## TEXTO DE LECTURA

# # # # #

La aceptación ciudadana del Estado de las Autonomías, con todos sus defectos, demuestra que éste es más eficiente que el Estado centralista y burocrático en la solución de muchos problemas inmediatos de los ciudadanos. No cabe duda de que la sociedad hoy percibe más cerca la solución a sus problemas cuanto más próxima está a ellos la Administración competente. Ha quedado demostrado en este corto espacio de tiempo que las autonomías son más útiles al satisfacer determinadas necesidades ciudadanas desde el poder más sensible a las mismas. Es decir, nuestras instituciones autonómicas son, a un tiempo, tanto la mejor solución a los conflictos heredados del pasado como un medio para manejar el futuro.

Junto a ello, sabemos también que la aparición de los poderes transnacionales ha desbordado las fronteras exteriores de los países. Todos los Estados del mundo, y en especial los de nuestro entorno europeo, han cedido parte de su soberanía a instituciones comunes de las que es un gran ejemplo la Unión Europea. En otras palabras: determinados asuntos van más allá de las posibilidades de las Administraciones autonómicas, aunque éstos afecten a sus competencias y requieran la participación de las instituciones estatales en foros transnacionales. El Gobierno del Estado, en el ejercicio de esta función, deberá tener en cuenta la posición de los distintos territorios.

# # # # #

## MATERIAL PROPORCIONADO
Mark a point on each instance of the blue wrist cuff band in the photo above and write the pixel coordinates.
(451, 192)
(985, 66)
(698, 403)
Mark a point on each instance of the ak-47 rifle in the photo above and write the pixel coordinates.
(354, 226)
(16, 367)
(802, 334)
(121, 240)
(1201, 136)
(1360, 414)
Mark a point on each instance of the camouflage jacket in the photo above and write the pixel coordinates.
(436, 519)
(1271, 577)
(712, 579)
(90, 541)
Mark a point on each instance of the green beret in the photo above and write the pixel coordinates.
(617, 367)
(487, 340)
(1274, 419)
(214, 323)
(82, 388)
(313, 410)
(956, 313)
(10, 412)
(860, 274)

# # # # #

## INSTRUCCIÓN 1
Indica si cada afirmación concuerda con el texto sobre el Estado de las Autonomías y responde sí o no, citando literalmente las palabras del texto que lo deciden: (a) el Estado de las Autonomías resulta más eficiente que el Estado centralista para resolver muchos problemas inmediatos de los ciudadanos; (b) solo los Estados europeos han cedido parte de su soberanía a instituciones comunes; (c) el Gobierno del Estado deberá tener en cuenta la posición de los distintos territorios.
## INSTRUCCIÓN 2
Extrae sin cambios las líneas de los registros, comenzando por la que contiene "Mark a point on each instance of the green" y continuando hasta el final de los registros, ambos extremos incluidos.
El texto y los registros no guardan relación entre sí.

## RESULTADO 1
(a) Sí: "demuestra que éste es más eficiente que el Estado centralista y burocrático en la solución de muchos problemas inmediatos de los ciudadanos".
(b) No: "Todos los Estados del mundo, y en especial los de nuestro entorno europeo, han cedido parte de su soberanía a instituciones comunes".
(c) Sí: "El Gobierno del Estado, en el ejercicio de esta función, deberá tener en cuenta la posición de los distintos territorios".

## RESULTADO 2
Mark a point on each instance of the green beret in the photo above and write the pixel coordinates.
(617, 367)
(487, 340)
(1274, 419)
(214, 323)
(82, 388)
(313, 410)
(956, 313)
(10, 412)
(860, 274)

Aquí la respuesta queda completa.